Segment Start: Text segment

The factor “Facilities and operating requirements” evidenced some architectural aspects of these units. According to the authors, many ORs were built more than 30 years ago, and a common solution has been to increase the size of the surgical center to try to accommodate more equipment and larger teams. Nevertheless, most are inadequately designed to handle equipment, processes, technology, and people that a well-functioning contemporary OR needs (10). The ideal project of an OR must incorporate the best practices to reduce environmental contamination, but should also consider the optimal placement of equipment and recognize that circuits are critical to patient safety. The regulation of clean and dirty circuits is important to reduce the risk of infection (20). This aspect is visible in factor 3 referring to the “Clean and dirty circuit” in the operating room.
In addition, advances in surgery support the need for a greater focus on training and the surgical practice, by means of simulators and serious games in the training programs of the most diverse levels (21) and replicate them so there is better “Training and praxis in the operating room”, visible in factor 5.
Factor 6, titled “Continuity in nursing care”, reinforces the importance of the pre- and post-operative visits made by the OR nurse. In a study on the pre-operative visit made by nurses, the authors emphasize that preoperative teaching increases self-care skills, of patient compliance, and helps to reduce anxiety. The pre-operative visit made by the nurses also contributed to establishing a relationship based on trust between the staff and the patient, in addition to providing them with diverse information (22).
Related to the high costs of the ORs, in addition to the aforementioned materials, are the personnel costs (surgeons, anesthetists, nurses). Management of resources requires adequate coordination and permits better planning and efficiency of the ORs; however, synchronizing all these resources is no easy task (23), an aspect visible in the factor referring to the “Specificities of professional groups”.
The validated scale contemplates the essential indicators and dimensions to guarantee adequate evaluation of the OR structure. As a limitation of this instrument, it was considered that it was restricted to questions of structure, other instruments related to the process and the result are being developed and validated to ensure evaluation and monitoring of quality in the OR as a whole.
This study permitted evidencing the quality of the SIOR Scale, through evidences of how the measurement properties were evaluated to justify the selection of this instrument to measure the OR structure. The psychometric study of the Scale, composed by 28 items, permitted stating that it is a reliable and valid instrument. The factor analysis also permitted identifying seven dimensions, namely “Environment and equipment”, “Resources for quality and safety”, “Circuits in the operating room”, “Facilities and operating requirements”, “Training and praxis in the operating room”, “Continuity in nursing care”, and “Specificities of professional groups”. Said factors prove to be important aspects for a correct assessment of the ORs structure and integrate the amplitude of their indicators.
The measuring instruments play an important role in research, in the clinical practice, and in health evaluation. The definition of valuable, reliable, and useful quality indicators for applicability in the OR is a first step in the improvement process, but it is necessary to consider how these metrics can be used and how changes can be implemented. The items integrated in the scale permitted nurses to measure, evaluate, and monitor the structures of the OR and potentiate corrective measures to guarantee the quality and safety of care.
Conflict of interests: None declared.

Segment End: Text segment
Segment Start: Given information

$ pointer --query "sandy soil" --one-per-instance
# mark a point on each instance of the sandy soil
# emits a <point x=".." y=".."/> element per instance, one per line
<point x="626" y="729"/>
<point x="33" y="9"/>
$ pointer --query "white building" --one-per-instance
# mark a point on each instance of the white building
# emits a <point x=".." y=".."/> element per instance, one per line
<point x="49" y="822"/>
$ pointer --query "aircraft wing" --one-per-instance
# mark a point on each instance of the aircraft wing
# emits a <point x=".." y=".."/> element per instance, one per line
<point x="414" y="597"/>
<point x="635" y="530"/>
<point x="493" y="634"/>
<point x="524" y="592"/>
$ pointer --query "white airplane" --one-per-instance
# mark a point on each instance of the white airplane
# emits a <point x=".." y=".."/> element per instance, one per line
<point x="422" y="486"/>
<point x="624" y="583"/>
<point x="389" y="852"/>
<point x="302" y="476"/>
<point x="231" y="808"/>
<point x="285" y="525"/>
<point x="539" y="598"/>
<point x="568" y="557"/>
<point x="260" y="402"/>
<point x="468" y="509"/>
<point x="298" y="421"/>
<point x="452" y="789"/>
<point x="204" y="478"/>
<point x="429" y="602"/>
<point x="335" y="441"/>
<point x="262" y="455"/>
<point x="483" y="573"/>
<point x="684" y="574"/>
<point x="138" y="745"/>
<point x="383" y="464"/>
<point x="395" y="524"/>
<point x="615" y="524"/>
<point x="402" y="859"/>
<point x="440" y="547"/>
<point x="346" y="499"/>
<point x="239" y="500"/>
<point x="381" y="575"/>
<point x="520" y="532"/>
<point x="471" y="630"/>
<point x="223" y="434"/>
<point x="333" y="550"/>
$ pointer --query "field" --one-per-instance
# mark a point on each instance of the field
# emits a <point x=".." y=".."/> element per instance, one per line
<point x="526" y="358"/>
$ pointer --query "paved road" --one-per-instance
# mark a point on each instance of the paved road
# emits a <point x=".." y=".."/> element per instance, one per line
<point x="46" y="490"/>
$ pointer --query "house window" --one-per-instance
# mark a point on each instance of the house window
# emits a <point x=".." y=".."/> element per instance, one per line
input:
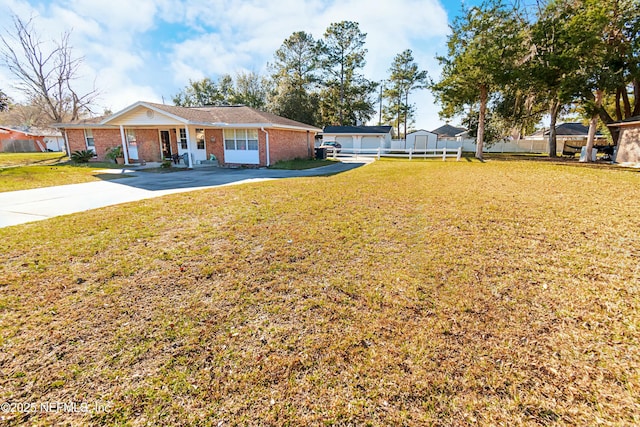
<point x="88" y="137"/>
<point x="241" y="139"/>
<point x="200" y="138"/>
<point x="182" y="138"/>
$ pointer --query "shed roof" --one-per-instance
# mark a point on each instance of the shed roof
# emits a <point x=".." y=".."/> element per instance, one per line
<point x="216" y="116"/>
<point x="448" y="130"/>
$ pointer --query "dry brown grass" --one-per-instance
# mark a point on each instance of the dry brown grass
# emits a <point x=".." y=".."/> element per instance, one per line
<point x="423" y="293"/>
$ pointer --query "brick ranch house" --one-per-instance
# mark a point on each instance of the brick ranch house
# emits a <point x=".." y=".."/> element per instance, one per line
<point x="22" y="140"/>
<point x="235" y="135"/>
<point x="628" y="149"/>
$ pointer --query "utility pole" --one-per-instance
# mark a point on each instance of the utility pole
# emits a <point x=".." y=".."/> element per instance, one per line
<point x="380" y="109"/>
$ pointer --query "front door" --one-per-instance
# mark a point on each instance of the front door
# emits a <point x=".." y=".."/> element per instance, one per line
<point x="166" y="144"/>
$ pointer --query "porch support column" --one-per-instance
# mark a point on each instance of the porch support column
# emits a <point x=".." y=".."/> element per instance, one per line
<point x="124" y="145"/>
<point x="189" y="153"/>
<point x="357" y="142"/>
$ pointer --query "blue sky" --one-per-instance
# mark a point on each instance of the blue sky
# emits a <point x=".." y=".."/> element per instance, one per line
<point x="149" y="49"/>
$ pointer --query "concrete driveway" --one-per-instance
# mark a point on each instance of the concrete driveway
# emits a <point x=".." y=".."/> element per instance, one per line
<point x="18" y="207"/>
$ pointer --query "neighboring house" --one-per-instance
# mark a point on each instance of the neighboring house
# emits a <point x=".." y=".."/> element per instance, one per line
<point x="628" y="141"/>
<point x="235" y="135"/>
<point x="569" y="131"/>
<point x="569" y="134"/>
<point x="17" y="139"/>
<point x="358" y="137"/>
<point x="421" y="140"/>
<point x="450" y="133"/>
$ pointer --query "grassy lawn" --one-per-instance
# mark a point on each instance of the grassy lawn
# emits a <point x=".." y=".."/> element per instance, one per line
<point x="23" y="171"/>
<point x="23" y="159"/>
<point x="408" y="293"/>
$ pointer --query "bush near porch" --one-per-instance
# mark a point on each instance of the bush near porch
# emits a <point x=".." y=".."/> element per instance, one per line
<point x="403" y="293"/>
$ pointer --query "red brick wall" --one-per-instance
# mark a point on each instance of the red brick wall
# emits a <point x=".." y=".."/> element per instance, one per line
<point x="148" y="144"/>
<point x="12" y="134"/>
<point x="283" y="144"/>
<point x="288" y="144"/>
<point x="104" y="140"/>
<point x="629" y="145"/>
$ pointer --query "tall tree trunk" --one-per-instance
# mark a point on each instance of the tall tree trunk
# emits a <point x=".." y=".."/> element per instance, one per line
<point x="341" y="91"/>
<point x="553" y="112"/>
<point x="593" y="124"/>
<point x="406" y="112"/>
<point x="481" y="119"/>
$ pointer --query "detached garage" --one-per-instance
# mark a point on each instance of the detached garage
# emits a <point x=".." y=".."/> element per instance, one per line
<point x="358" y="137"/>
<point x="233" y="135"/>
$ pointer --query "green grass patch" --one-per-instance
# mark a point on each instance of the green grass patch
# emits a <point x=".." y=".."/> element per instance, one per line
<point x="412" y="293"/>
<point x="300" y="164"/>
<point x="23" y="171"/>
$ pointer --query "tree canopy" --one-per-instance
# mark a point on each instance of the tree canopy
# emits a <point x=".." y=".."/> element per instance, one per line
<point x="405" y="76"/>
<point x="45" y="71"/>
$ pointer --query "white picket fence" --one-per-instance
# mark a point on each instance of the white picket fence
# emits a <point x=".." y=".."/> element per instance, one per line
<point x="402" y="153"/>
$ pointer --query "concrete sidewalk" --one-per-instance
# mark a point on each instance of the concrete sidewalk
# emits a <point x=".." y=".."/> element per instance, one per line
<point x="18" y="207"/>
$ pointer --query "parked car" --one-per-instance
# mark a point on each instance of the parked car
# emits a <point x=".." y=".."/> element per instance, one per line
<point x="330" y="146"/>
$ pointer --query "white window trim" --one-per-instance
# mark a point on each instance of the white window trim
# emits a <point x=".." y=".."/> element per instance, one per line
<point x="246" y="139"/>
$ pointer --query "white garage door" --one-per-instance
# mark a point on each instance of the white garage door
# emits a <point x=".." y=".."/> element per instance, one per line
<point x="241" y="146"/>
<point x="369" y="142"/>
<point x="345" y="141"/>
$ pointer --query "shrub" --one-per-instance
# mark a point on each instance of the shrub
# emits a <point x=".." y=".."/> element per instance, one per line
<point x="82" y="156"/>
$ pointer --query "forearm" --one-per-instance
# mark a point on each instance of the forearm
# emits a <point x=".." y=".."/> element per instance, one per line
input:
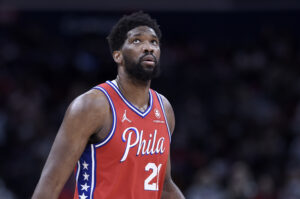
<point x="171" y="191"/>
<point x="46" y="189"/>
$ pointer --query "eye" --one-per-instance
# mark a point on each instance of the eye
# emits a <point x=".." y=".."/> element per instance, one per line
<point x="155" y="42"/>
<point x="136" y="41"/>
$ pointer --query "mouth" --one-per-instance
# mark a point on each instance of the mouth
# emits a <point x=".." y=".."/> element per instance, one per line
<point x="148" y="59"/>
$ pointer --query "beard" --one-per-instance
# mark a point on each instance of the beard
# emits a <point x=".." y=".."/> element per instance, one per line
<point x="138" y="71"/>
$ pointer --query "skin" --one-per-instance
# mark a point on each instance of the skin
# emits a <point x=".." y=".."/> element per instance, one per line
<point x="89" y="116"/>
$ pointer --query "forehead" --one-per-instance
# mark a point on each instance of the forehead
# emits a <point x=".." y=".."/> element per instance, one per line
<point x="141" y="30"/>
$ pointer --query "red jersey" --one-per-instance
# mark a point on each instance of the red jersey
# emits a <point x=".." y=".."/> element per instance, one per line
<point x="130" y="163"/>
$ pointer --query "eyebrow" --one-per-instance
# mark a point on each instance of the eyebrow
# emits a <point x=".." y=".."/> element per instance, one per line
<point x="139" y="34"/>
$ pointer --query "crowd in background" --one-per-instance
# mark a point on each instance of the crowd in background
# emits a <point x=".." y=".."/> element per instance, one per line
<point x="236" y="101"/>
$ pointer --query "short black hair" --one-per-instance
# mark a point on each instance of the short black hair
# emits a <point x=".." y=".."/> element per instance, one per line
<point x="118" y="34"/>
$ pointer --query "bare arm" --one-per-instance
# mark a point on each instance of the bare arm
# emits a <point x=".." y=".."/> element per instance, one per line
<point x="170" y="190"/>
<point x="83" y="118"/>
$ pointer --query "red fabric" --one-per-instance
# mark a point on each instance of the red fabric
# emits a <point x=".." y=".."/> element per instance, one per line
<point x="129" y="178"/>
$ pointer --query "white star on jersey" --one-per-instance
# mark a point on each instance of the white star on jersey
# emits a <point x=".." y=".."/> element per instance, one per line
<point x="86" y="176"/>
<point x="85" y="165"/>
<point x="125" y="118"/>
<point x="82" y="196"/>
<point x="84" y="187"/>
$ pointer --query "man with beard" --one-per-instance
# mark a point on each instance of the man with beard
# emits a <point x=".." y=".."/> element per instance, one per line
<point x="117" y="135"/>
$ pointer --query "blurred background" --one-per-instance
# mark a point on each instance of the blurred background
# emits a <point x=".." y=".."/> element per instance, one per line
<point x="231" y="70"/>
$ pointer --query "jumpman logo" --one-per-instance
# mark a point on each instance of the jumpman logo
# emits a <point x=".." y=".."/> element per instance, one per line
<point x="125" y="117"/>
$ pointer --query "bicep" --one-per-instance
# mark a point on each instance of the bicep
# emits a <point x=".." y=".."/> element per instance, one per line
<point x="79" y="123"/>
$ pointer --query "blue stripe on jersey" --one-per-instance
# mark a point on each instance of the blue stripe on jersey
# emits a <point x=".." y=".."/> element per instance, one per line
<point x="86" y="173"/>
<point x="163" y="108"/>
<point x="132" y="107"/>
<point x="113" y="128"/>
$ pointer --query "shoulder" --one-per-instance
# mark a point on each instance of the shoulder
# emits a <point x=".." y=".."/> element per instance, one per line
<point x="169" y="112"/>
<point x="91" y="105"/>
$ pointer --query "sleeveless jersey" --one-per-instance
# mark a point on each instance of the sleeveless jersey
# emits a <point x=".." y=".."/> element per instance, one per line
<point x="130" y="163"/>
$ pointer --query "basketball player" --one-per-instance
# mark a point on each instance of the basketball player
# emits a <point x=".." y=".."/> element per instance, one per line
<point x="118" y="134"/>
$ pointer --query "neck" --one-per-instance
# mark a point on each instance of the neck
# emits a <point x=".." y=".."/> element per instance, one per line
<point x="134" y="90"/>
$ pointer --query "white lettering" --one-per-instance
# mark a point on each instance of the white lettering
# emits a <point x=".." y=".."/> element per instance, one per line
<point x="145" y="147"/>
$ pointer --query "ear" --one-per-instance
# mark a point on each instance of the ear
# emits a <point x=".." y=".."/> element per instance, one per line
<point x="118" y="57"/>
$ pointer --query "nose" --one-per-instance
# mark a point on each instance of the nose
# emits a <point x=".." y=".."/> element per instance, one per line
<point x="148" y="47"/>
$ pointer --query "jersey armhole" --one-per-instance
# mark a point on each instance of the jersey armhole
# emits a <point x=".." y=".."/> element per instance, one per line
<point x="165" y="116"/>
<point x="113" y="128"/>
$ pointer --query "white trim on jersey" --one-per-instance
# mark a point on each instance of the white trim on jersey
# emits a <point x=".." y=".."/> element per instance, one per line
<point x="132" y="107"/>
<point x="112" y="131"/>
<point x="163" y="108"/>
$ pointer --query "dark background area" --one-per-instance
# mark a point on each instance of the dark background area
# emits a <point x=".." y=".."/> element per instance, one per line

Segment End: Given information

Study questions:
A. Reproduce word for word the part of the SIOR Scale text from "Factor 6, titled" up to and including "diverse information (22).".
B. Which seven dimensions did the factor analysis identify, according to the SIOR Scale text?
C. In the SIOR Scale text, how many items make up the scale?

Set of answers:
A.
Factor 6, titled “Continuity in nursing care”, reinforces the importance of the pre- and post-operative visits made by the OR nurse. In a study on the pre-operative visit made by nurses, the authors emphasize that preoperative teaching increases self-care skills, of patient compliance, and helps to reduce anxiety. The pre-operative visit made by the nurses also contributed to establishing a relationship based on trust between the staff and the patient, in addition to providing them with diverse information (22).

B.
- Environment and equipment
- Resources for quality and safety
- Circuits in the operating room
- Facilities and operating requirements
- Training and praxis in the operating room
- Continuity in nursing care
- Specificities of professional groups

C. 28 items.